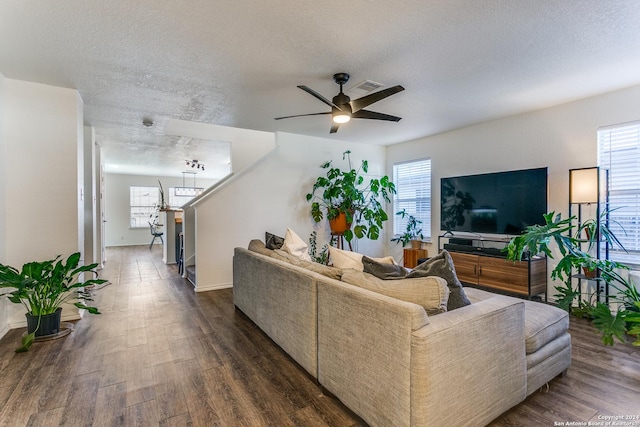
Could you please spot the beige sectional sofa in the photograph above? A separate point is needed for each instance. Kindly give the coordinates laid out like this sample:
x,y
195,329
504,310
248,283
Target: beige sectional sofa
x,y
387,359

---

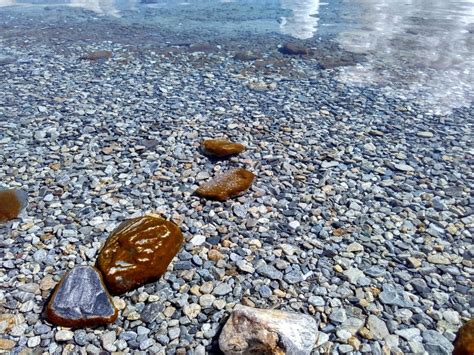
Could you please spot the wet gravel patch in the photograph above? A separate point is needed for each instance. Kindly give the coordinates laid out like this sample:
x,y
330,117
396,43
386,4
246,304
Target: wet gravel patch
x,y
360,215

:: What to produce ::
Copy out every line of the listing where the word "like" occurs.

:: Result of the exercise ::
Could you please spot the beige sectional sofa in the photograph above? A separate point is needed for each instance. Kindly give the coordinates laid out like this sample:
Could you please spot the wet gravel patch in the photograph above? A separate point is needed for each instance. Kindly give the coordinates laid out like this sample:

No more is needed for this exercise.